# Your assignment
Write out exactly the lines below that run from the one containing "x=438, y=395" through the one containing "x=81, y=367", both included, with no other lines.

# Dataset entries

= = =

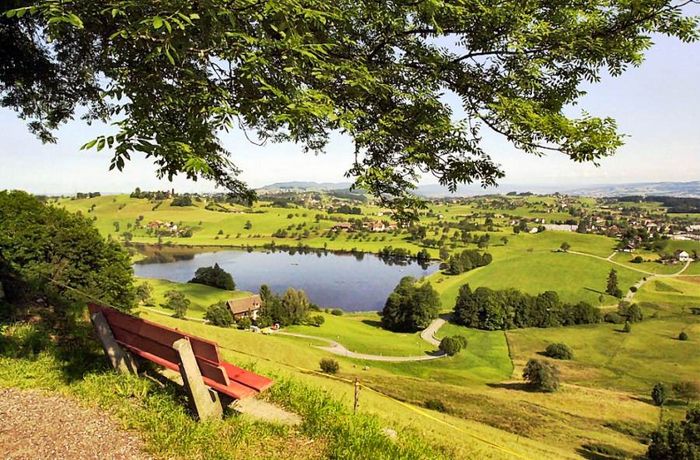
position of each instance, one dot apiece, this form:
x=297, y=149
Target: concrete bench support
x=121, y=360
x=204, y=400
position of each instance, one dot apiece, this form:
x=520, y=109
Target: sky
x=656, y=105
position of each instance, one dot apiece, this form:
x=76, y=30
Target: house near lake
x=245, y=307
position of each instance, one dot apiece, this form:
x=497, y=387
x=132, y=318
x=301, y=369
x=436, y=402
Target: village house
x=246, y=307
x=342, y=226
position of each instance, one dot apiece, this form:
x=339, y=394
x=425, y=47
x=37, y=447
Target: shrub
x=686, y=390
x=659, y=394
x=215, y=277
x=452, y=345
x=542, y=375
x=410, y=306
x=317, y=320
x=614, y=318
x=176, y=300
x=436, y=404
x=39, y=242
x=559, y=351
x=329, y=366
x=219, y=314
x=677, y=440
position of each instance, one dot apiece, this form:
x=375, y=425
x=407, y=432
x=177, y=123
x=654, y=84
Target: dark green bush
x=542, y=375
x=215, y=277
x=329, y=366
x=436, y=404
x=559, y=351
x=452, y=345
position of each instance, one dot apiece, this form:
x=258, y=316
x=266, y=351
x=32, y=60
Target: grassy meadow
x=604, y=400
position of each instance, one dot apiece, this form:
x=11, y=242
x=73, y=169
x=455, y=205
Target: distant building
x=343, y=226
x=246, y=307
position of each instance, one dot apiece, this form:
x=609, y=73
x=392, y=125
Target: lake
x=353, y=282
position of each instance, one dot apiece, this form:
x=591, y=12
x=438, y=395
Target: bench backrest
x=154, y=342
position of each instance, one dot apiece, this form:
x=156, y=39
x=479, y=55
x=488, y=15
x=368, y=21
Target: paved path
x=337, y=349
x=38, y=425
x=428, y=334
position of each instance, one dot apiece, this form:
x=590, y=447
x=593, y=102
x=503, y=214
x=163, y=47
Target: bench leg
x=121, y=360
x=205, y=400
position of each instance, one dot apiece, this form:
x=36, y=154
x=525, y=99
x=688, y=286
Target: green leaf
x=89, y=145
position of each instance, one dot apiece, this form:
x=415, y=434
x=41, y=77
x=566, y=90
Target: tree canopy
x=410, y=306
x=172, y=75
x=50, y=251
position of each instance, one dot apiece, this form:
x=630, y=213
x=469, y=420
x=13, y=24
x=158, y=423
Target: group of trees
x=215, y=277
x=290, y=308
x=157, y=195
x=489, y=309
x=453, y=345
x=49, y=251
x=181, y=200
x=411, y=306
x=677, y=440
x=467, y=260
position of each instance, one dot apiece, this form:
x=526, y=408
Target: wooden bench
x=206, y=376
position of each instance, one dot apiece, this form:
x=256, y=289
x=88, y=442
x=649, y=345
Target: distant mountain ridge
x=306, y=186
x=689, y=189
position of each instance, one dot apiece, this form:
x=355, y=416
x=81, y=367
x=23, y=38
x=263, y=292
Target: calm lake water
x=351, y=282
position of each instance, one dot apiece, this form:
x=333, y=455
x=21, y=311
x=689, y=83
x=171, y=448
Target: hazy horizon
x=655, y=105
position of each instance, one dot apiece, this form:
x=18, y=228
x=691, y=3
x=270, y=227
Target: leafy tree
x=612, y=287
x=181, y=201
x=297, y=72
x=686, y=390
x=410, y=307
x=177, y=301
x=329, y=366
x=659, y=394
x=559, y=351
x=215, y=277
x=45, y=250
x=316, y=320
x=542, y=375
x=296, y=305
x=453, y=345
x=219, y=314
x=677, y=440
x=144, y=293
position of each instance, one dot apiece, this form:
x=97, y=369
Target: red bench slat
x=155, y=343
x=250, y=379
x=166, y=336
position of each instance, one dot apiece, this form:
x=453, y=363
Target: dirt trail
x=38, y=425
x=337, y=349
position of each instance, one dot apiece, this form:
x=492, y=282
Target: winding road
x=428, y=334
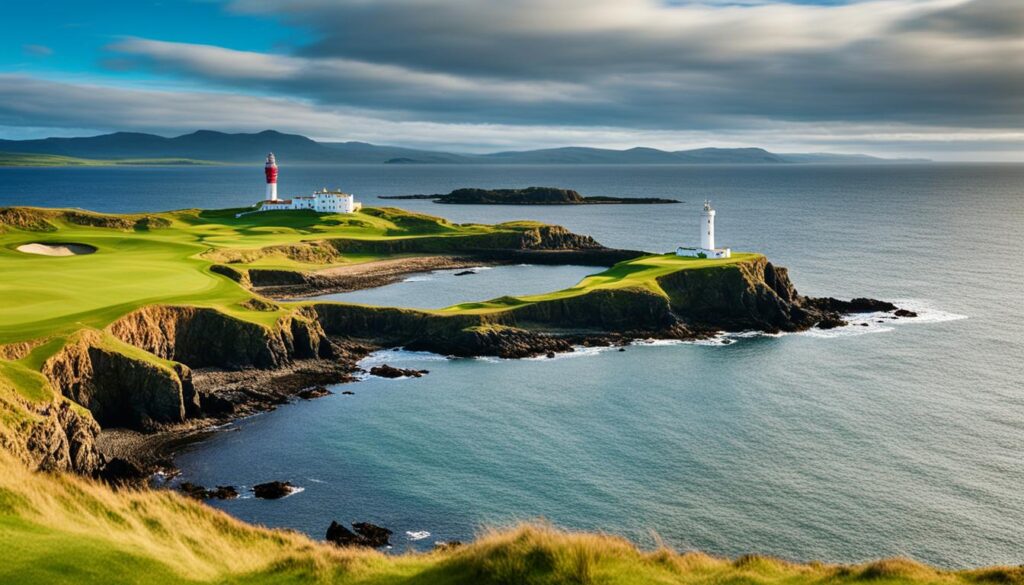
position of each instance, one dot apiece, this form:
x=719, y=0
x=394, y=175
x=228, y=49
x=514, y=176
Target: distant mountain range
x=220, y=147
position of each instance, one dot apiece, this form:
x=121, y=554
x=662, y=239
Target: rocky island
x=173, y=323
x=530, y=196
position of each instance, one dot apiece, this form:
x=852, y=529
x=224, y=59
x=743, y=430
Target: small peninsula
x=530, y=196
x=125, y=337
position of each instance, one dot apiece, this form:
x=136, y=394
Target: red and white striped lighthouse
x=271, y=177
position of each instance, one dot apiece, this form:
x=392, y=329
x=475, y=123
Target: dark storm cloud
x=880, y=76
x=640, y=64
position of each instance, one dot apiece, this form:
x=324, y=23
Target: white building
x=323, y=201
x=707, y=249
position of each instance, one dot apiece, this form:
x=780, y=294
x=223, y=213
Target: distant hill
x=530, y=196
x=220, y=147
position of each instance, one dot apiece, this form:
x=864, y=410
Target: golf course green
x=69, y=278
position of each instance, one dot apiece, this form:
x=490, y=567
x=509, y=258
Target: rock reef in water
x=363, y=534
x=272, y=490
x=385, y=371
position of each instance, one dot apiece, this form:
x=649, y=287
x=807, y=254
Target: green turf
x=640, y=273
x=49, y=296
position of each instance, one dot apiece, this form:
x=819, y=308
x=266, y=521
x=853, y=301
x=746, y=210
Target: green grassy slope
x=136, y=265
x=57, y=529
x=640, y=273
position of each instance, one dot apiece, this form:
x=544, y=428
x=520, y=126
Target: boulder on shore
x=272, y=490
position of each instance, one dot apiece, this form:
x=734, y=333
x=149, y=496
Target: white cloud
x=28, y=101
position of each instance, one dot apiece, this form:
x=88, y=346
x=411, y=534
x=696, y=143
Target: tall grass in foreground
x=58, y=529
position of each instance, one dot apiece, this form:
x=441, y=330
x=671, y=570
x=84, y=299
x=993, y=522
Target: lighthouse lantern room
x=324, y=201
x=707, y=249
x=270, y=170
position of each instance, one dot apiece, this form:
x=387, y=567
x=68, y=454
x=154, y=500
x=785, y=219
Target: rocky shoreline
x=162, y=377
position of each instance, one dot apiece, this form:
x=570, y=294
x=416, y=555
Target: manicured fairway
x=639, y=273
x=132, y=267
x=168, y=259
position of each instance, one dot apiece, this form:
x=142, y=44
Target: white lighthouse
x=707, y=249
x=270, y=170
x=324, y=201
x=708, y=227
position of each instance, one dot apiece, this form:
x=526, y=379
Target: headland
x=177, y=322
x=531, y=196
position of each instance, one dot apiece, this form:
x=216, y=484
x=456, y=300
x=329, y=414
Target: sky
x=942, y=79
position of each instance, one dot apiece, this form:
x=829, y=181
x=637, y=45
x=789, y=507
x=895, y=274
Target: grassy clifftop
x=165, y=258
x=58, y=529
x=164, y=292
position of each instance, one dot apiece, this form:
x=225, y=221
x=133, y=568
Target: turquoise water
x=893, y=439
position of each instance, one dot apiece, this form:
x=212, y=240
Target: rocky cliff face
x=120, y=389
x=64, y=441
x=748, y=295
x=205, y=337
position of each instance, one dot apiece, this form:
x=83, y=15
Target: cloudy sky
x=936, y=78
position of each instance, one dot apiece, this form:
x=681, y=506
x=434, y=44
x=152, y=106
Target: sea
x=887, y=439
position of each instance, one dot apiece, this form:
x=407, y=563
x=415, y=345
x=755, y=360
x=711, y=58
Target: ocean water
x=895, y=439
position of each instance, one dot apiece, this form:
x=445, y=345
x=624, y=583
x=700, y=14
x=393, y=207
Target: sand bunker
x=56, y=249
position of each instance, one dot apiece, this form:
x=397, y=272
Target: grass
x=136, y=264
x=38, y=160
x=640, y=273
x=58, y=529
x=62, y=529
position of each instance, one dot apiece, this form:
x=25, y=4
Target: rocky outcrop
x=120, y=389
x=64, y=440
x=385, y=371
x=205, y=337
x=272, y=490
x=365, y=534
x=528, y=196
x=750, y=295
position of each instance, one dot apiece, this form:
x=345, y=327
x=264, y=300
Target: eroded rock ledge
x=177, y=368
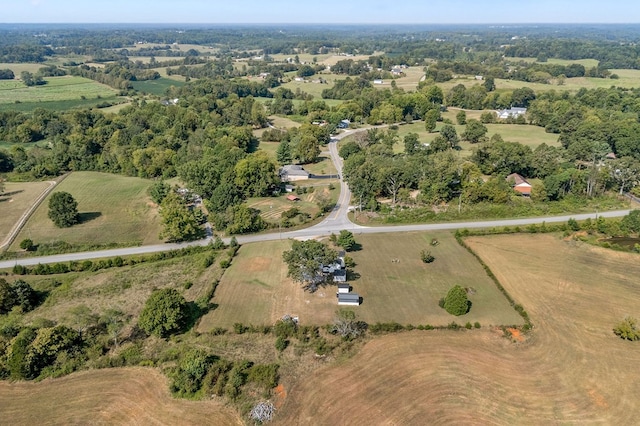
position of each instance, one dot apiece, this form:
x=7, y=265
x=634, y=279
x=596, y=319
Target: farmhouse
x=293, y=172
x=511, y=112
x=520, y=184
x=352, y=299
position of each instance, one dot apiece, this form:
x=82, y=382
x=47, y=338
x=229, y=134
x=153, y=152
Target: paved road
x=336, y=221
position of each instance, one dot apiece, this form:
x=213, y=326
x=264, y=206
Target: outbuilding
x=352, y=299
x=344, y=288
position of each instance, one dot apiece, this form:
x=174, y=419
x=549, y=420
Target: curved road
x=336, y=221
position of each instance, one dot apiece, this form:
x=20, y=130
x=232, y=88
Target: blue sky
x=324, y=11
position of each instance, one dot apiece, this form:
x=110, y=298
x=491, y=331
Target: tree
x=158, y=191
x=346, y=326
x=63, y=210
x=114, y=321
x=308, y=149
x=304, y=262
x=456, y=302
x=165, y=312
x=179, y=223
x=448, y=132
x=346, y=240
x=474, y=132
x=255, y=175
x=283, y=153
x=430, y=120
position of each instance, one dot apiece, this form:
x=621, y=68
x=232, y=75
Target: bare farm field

= = =

# Result
x=438, y=395
Target: bench backrest
x=154, y=342
position of each instance, one dot apiece, this form:
x=156, y=39
x=479, y=55
x=488, y=15
x=368, y=21
Target: paved path
x=337, y=349
x=38, y=425
x=428, y=334
position of each instance, one dot apiece, this form:
x=590, y=447
x=593, y=102
x=503, y=214
x=163, y=47
Target: bench leg
x=121, y=360
x=205, y=400
position of each instance, one dot apiece, this form:
x=36, y=154
x=525, y=99
x=688, y=286
Target: green leaf
x=89, y=145
position of each instance, one dot apiece, this form:
x=415, y=434
x=41, y=77
x=566, y=90
Target: tree canopy
x=410, y=306
x=172, y=75
x=50, y=251
position of each instance, one dot apiece, this form:
x=630, y=213
x=469, y=420
x=13, y=24
x=158, y=423
Target: group of trees
x=215, y=277
x=290, y=308
x=157, y=195
x=489, y=309
x=453, y=345
x=49, y=251
x=181, y=200
x=411, y=306
x=677, y=440
x=467, y=260
position of each instance, one dot apiece, this form:
x=526, y=408
Target: wooden bench
x=206, y=376
position of each instance, one dot apiece, this form:
x=256, y=289
x=88, y=442
x=649, y=345
Target: distant mountain ridge
x=306, y=186
x=689, y=189
position of each instance, one dot apiece, this form:
x=355, y=416
x=81, y=367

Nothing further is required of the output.